## Point-per-instance localization data

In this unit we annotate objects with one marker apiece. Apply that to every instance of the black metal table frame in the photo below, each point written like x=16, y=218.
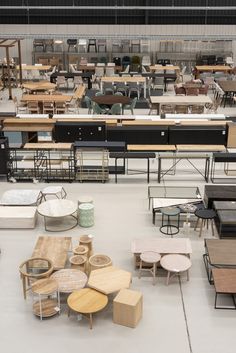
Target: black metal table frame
x=178, y=158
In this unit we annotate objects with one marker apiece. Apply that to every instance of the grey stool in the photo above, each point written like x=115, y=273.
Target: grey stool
x=169, y=214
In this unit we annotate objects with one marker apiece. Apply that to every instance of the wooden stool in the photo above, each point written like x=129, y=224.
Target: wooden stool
x=204, y=215
x=87, y=240
x=78, y=262
x=127, y=308
x=150, y=257
x=99, y=261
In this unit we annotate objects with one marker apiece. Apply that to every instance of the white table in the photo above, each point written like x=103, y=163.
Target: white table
x=58, y=211
x=21, y=197
x=179, y=100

## WHAT TO PRODUCE
Please ensure that the data above is repeated exactly, with no pictures in the copy.

## EXERCISE RESULT
In this unit we annotate objects with one marker apiece. Apply that to every instance of the black metal table frame in the photo below, each point written like x=16, y=218.
Target: black metal table frame
x=178, y=158
In this unit we annotate objects with one marker apiece. Apply that to every instance of the grey stool in the photo above, each point written like x=115, y=273.
Target: grey stool
x=169, y=214
In this unit we annotate objects with one marker apiece. Apply that to every instance of the wooden stool in the photo above, each point written like x=129, y=224.
Target: wooden stool
x=204, y=215
x=87, y=240
x=78, y=262
x=127, y=308
x=150, y=257
x=99, y=261
In this unit we annotate objects with one marker apiece. Apply that to every instance of the white table in the photo above, each point written like x=103, y=163.
Target: white table
x=58, y=211
x=21, y=197
x=179, y=100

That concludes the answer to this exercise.